> [Your task]:
Rewrite the material from the line containing "of the column" through the line containing "193), (487, 235)]", inclusive, replacing "building facade" with "storefront facade" and leaving everything else unchanged. Give back only those lines.

> [Material to process]:
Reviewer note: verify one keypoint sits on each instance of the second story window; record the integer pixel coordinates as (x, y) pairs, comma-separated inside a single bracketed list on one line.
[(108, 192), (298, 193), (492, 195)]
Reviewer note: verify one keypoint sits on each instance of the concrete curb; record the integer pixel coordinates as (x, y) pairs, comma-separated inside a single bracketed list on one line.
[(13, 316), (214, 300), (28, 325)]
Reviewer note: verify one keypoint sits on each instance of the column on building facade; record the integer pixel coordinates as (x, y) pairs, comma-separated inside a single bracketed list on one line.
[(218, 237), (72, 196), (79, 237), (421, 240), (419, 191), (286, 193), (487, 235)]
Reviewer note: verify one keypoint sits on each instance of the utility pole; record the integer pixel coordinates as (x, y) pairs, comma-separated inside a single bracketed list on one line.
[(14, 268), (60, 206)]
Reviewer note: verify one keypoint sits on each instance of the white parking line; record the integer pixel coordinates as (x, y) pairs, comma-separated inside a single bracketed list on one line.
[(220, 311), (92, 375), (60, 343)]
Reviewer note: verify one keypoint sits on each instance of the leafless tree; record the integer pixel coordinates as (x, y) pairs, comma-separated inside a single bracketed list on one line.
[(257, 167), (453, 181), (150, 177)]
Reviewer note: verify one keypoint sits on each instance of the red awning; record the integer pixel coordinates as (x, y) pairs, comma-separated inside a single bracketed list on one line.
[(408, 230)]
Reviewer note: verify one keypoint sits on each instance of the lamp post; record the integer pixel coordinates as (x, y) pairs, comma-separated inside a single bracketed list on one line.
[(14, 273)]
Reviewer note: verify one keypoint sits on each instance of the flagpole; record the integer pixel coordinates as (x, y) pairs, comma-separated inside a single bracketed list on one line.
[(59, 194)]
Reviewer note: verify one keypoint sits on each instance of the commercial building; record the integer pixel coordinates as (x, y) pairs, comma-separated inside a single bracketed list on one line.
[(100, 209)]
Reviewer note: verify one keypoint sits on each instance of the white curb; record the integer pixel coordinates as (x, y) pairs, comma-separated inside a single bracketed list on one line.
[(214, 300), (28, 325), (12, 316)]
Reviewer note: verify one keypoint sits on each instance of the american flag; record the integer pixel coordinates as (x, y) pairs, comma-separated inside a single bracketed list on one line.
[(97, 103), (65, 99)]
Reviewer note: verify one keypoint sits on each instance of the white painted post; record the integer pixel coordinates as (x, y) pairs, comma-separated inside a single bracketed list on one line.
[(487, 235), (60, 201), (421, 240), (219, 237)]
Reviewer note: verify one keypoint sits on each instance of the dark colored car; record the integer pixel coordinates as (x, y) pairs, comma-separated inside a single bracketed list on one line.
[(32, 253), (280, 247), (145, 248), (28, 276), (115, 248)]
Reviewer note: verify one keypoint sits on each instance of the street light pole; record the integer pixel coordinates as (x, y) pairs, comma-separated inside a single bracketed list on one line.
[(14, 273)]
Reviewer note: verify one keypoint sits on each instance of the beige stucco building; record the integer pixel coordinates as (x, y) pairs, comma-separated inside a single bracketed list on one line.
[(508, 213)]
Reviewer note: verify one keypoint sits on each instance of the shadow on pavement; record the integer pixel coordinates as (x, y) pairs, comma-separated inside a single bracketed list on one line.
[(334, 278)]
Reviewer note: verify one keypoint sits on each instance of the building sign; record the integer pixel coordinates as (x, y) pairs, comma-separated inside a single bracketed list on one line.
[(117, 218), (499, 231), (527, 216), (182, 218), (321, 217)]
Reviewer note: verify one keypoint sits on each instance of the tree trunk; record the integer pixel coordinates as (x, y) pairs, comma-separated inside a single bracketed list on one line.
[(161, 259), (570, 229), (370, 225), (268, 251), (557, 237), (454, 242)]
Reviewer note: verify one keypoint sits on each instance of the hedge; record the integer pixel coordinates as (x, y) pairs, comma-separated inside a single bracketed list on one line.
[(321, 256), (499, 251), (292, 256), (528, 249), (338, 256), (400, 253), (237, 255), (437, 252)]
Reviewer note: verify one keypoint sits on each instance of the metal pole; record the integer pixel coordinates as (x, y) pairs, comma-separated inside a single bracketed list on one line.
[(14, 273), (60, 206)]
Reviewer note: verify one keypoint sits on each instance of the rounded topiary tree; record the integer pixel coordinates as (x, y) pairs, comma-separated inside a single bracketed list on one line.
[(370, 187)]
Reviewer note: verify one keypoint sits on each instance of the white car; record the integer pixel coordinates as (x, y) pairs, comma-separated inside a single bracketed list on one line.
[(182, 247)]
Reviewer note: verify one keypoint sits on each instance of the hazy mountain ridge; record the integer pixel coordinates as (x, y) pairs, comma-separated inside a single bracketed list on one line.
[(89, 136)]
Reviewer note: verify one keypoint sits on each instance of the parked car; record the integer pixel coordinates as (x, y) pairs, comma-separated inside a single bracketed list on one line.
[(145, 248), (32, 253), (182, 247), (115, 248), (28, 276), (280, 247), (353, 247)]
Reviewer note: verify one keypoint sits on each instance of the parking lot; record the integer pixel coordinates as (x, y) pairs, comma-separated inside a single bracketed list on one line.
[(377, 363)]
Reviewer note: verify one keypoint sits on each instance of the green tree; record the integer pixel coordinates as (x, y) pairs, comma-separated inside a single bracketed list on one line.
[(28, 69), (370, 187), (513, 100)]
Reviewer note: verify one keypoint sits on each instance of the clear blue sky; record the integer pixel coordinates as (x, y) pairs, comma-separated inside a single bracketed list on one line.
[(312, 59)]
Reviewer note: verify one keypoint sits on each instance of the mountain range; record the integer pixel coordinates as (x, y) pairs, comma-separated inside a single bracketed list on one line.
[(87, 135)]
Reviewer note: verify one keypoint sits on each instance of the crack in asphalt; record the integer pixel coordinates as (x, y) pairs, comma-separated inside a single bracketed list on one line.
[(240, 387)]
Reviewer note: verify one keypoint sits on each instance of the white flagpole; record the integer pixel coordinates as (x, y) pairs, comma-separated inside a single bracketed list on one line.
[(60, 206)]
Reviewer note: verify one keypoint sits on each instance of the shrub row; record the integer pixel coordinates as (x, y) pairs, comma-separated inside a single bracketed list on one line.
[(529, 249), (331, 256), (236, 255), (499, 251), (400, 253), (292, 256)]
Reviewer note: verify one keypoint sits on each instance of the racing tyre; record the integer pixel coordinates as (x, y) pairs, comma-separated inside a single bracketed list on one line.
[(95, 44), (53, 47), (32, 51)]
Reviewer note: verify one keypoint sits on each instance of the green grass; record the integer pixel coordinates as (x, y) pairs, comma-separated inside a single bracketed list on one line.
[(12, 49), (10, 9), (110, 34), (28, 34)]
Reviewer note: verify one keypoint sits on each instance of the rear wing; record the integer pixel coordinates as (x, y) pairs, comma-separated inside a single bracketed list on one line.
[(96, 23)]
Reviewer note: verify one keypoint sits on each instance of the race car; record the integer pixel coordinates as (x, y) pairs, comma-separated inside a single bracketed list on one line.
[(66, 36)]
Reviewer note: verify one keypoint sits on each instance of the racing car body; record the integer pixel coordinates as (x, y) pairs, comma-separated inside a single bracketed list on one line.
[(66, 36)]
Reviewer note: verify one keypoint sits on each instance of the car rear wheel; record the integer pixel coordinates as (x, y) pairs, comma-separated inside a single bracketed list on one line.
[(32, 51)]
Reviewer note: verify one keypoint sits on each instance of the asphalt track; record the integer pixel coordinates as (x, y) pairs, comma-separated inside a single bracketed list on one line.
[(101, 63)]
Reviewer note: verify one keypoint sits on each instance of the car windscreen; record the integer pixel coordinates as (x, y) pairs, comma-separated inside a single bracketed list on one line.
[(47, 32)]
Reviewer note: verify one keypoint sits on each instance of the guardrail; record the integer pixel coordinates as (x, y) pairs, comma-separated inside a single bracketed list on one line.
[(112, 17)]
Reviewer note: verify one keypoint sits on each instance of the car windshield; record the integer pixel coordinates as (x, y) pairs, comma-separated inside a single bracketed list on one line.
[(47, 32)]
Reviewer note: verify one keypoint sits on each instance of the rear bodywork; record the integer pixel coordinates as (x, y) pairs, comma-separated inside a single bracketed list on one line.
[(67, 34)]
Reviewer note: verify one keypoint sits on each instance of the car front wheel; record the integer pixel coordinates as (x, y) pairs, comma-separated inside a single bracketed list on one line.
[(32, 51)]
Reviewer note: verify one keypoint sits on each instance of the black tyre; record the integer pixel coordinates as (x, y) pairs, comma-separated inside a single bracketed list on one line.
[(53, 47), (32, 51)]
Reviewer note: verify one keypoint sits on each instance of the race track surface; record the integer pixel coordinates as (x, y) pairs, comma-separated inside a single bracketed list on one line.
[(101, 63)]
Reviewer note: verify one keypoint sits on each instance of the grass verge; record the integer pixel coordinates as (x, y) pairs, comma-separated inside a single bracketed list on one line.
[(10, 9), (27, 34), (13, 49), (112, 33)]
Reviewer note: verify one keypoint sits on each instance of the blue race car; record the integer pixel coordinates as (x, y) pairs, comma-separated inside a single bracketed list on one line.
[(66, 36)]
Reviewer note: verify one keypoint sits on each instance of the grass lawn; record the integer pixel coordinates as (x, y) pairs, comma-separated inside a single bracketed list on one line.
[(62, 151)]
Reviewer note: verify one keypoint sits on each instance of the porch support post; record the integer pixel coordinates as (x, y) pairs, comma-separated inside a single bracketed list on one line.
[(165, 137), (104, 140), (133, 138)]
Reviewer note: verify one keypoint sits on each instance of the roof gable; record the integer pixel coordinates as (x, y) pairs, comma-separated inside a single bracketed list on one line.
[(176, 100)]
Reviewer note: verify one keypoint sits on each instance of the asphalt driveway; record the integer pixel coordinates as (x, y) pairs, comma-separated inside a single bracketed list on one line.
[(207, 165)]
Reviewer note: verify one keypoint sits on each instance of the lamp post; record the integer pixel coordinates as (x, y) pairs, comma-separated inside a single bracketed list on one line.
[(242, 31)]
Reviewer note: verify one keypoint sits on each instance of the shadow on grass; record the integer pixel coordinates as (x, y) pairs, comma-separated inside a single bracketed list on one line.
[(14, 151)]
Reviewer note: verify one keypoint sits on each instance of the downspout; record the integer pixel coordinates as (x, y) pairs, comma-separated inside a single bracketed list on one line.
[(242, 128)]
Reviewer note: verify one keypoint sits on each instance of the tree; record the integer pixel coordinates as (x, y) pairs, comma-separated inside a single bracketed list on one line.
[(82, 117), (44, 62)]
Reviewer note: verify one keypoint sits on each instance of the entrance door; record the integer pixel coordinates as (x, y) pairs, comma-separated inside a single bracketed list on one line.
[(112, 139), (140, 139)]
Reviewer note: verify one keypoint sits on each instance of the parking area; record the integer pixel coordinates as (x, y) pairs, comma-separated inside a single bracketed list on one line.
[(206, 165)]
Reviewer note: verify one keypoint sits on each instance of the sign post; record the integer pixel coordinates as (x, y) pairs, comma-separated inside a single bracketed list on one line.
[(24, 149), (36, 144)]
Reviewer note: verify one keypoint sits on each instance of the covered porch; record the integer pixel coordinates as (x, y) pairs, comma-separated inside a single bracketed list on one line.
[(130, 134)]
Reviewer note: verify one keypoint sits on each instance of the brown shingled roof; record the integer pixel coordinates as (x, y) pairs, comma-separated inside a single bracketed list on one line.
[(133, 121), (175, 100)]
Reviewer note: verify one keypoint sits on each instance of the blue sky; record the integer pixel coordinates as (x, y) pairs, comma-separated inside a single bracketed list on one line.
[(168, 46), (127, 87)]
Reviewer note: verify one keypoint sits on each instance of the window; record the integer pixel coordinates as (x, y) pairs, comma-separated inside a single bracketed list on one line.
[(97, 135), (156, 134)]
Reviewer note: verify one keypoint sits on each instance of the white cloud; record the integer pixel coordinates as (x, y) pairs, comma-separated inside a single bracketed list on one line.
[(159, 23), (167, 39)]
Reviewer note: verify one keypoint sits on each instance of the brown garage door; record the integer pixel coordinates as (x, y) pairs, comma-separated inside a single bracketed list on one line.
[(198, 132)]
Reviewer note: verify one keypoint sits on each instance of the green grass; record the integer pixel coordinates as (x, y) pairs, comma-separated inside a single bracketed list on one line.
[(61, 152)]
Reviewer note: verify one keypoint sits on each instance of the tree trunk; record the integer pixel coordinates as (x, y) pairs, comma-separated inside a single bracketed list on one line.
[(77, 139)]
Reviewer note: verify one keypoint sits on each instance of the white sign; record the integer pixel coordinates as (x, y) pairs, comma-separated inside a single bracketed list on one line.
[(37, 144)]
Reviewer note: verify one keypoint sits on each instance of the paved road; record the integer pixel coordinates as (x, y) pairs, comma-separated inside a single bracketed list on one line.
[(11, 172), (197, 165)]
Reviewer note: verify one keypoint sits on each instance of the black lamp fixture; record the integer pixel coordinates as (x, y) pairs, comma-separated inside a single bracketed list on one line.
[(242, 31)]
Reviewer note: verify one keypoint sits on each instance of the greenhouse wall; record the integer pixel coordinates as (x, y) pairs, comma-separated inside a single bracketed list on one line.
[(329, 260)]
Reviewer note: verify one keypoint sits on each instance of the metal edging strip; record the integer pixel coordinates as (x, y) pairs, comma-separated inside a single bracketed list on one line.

> [Result for this exercise]:
Reviewer note: verify one keypoint sits on each instance of the column on storefront facade; record the integer pixel coordinates as (x, y) pairs, comma-separated inside a single bracketed list on one line.
[(218, 237), (72, 196), (79, 237), (421, 240), (419, 191), (286, 193), (487, 235)]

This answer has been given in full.